§ **DATA IN THIS EXERCISE**
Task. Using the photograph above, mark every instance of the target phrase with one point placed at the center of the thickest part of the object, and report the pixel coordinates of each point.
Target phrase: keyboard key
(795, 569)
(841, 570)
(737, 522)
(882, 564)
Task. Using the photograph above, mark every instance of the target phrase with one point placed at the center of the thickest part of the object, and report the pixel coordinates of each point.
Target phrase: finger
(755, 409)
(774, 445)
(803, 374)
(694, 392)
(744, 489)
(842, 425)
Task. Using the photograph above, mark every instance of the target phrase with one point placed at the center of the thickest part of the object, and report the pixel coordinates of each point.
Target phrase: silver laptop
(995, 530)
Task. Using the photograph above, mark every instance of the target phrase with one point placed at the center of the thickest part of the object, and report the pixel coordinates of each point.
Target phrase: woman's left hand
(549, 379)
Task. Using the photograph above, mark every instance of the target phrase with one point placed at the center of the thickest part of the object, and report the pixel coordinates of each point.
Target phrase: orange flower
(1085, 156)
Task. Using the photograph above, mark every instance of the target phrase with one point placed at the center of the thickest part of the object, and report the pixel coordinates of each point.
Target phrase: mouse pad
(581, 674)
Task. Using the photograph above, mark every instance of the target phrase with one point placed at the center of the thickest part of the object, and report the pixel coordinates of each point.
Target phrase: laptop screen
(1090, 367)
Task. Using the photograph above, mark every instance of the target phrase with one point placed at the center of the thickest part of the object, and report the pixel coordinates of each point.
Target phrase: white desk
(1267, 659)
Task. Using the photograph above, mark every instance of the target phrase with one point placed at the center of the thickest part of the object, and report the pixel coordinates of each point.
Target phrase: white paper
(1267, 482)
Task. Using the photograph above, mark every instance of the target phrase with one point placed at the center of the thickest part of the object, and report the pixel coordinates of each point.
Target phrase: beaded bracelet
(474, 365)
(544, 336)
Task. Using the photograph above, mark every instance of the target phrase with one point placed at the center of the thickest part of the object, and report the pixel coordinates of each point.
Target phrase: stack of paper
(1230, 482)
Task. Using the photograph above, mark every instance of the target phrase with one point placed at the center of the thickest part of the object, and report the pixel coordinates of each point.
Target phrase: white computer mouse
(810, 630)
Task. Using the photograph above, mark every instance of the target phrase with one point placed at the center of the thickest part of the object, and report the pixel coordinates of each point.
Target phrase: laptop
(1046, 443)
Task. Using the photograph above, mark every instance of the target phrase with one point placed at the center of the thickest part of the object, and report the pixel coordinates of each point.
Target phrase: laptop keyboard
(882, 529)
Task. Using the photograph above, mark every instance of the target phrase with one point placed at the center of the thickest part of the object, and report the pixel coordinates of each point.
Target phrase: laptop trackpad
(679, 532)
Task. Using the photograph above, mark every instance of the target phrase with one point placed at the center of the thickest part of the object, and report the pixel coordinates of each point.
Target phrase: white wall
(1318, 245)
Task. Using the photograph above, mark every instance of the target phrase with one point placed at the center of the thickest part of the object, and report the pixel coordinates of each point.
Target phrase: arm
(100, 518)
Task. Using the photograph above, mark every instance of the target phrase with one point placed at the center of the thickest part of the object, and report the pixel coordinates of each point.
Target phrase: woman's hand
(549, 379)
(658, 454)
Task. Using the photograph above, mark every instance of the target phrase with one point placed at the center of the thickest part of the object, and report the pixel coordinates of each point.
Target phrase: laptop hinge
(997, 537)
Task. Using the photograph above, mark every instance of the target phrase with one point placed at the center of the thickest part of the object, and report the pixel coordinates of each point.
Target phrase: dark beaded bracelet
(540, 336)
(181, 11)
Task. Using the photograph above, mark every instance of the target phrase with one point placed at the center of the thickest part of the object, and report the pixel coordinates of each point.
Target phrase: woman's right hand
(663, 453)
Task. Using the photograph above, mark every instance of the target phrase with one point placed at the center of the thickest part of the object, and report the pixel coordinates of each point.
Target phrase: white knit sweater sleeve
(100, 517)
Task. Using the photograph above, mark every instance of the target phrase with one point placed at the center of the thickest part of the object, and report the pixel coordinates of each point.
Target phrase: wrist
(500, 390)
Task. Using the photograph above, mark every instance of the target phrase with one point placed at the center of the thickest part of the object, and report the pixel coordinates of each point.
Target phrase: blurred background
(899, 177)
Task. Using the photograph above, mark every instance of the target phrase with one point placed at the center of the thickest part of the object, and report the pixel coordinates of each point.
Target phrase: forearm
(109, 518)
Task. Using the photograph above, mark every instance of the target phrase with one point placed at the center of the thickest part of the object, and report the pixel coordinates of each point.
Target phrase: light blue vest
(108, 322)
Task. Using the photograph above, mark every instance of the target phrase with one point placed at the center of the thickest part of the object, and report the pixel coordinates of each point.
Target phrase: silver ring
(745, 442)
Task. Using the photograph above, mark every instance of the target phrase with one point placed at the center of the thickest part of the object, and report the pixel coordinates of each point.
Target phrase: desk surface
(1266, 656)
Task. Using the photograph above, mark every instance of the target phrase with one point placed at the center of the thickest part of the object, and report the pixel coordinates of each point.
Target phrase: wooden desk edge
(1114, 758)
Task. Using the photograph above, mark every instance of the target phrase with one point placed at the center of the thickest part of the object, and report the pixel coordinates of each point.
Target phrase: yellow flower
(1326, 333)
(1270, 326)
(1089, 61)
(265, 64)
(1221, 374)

§ **EXERCISE BRIEF**
In this exercise, repeat all entries exactly.

§ **RESPONSE TO THIS TASK**
Task. Using the photograph above, mark every instance of the target phrase with one point placed at the center of the thickest part of the object, and report the pixel coordinates of each point.
Target phrase: keyboard key
(795, 569)
(841, 570)
(737, 522)
(882, 564)
Task. Using the photograph above, mark every instance of the target phrase with one point placed at the center of the thickest part of the object, and report the pixel coordinates of each point.
Target phrase: finger
(755, 409)
(774, 445)
(803, 374)
(694, 392)
(744, 489)
(842, 425)
Task. Using the photograph above, mark every instance of the target phrase with one point placed at the center of the thickest part of the object, and report the pixel coordinates of each point.
Target phrase: silver laptop
(995, 530)
Task. Using the photograph above, mark every instance of the target phrase with one point placed at the center of the thickest part of the object, and report the pixel coordinates of each point.
Target phrase: woman's left hand
(549, 379)
Task. Using the photograph above, mark every instance of the target phrase with one point placed at the center of the thickest part of the object, and report the pixel coordinates of each point.
Target phrase: orange flower
(1085, 156)
Task. Using the photograph above, mark every instance of the target phrase with one point placed at the center of the thickest part of the object, and report the pixel coordinates of each point.
Target phrase: mouse pad
(581, 674)
Task. Using the photograph above, mark every instance of the target phrase with one point placed at the center of the thickest part of the object, and report the pixel coordinates of each point.
Target phrase: laptop screen
(1090, 367)
Task. Using the photograph above, mark every instance of the target phrase with one point placed at the center of the thickest part of the object, and report the pixel coordinates of each point.
Target phrase: white desk
(1267, 659)
Task. Using the photograph above, mark every instance of the target phrase with one point placed at the center of the thickest part of the object, and report the pixel coordinates of each point.
Target phrase: white paper
(1267, 482)
Task. Using the photograph above, mark every instance of the target phrase with one point placed at the center of the thickest part of the object, and report the pixel coordinates of each point.
Target phrase: beaded bracelet
(474, 365)
(544, 336)
Task. Using the photograph above, mark every instance of the target phrase with one point placed at the center of the thickest part of the object, and report the pixel coordinates of each point.
Target phrase: stack of paper
(1230, 482)
Task. Using the photograph above, mark every instance of the target phrase with one point placed at the center of the thickest part of the object, and report the pixel coordinates of each point.
Target phrase: white computer mouse
(810, 630)
Task. Using the photograph above, mark every instance of the target phrase with one point placed at the center of the thickest part of the object, and report the pixel coordinates of each point.
Target phrase: laptop
(1046, 443)
Task. Using the photograph above, mark every instance of the target phrase with one point placed at the center of the thickest part of the object, and report the pixel coordinates of each point.
Target phrase: laptop keyboard
(882, 529)
Task. Using the photograph above, mark every instance of the target phrase with one point placed at the center of the thickest part of the object, and report the pixel coordinates of each point.
Target phrase: laptop trackpad
(679, 532)
Task. Using the photograph above, mark every instance of the target phrase with one point placed at the center of the thickest part of the object, and report the pixel coordinates of each point.
Target phrase: white wall
(1318, 245)
Task. Using the photograph above, mark every instance of the target phrase with one point placed at the center of the thickest part of the object, and report the pixel coordinates of each point.
Target phrase: arm
(100, 518)
Task. Using the photograph above, mark every instance of the target phrase with one point placed at the center of the thickest part of the object, and report the pixel coordinates of each point.
Target phrase: woman's hand
(549, 379)
(658, 454)
Task. Using the photograph above, mark every instance of the target phrase with one point placed at the center of the thickest part of the object, and report the pixel coordinates of each point.
Target phrase: laptop hinge
(997, 537)
Task. Using the photograph above, mark every instance of the target phrase with one point placed at the center of the thickest part of the object, and report the pixel coordinates of each point.
Target phrase: dark beaded bracelet
(540, 336)
(181, 11)
Task. Using the photograph above, mark every instance of the target phrase with one point placed at the center of the thickest part of the object, and report the pixel coordinates of each point.
Target phrase: woman's right hand
(663, 453)
Task. Using the photograph above, mark every instance of the target phrase with one point placed at the center of the thickest part of the object, and report the pixel coordinates of each point.
Target phrase: white knit sweater sleeve
(100, 517)
Task. Using the photograph above, mark every instance of the target phrase with one point placed at the center of the thickest part of the object, and report the pixel coordinates of each point.
Target phrase: wrist
(500, 390)
Task. Using the photograph above, mark every instance of the target phrase with one point placed at the center of the thickest part of the object, and report the pixel coordinates of each point.
Target phrase: blurred background
(899, 177)
Task. Using the photograph above, mark every instance of the target phrase with one point placed at the center of the thickest part of the object, and report the pixel coordinates of each point.
Target phrase: forearm
(109, 518)
Task. Using the photograph above, mark every instance of the target phrase with one point placed at the center of the thickest part of the object, and report the pixel coordinates of each point.
Target phrase: light blue vest
(108, 322)
Task. Using the photograph above, mark every instance of the target phrase with one point placed at the center of the thickest part of the object, and report the pixel coordinates of each point.
Target phrase: silver ring
(745, 442)
Task. Using the photograph above, mark every instance of the target phrase with one point placed at the center of the thickest part of the object, and report the pixel coordinates of each point.
Target phrase: desk surface
(1266, 656)
Task. Using the photograph above, mark every instance of the target phrase with one point placed at the center of the thickest part of the object, and report the pixel coordinates of each point.
Target phrase: wooden desk edge
(1114, 758)
Task. Using the photograph above, mark every instance of the target phrase with one point placed at the center of the thickest part of the object, and report the pixel coordinates of each point.
Target phrase: yellow flower
(1326, 333)
(1270, 326)
(1089, 61)
(265, 64)
(1221, 374)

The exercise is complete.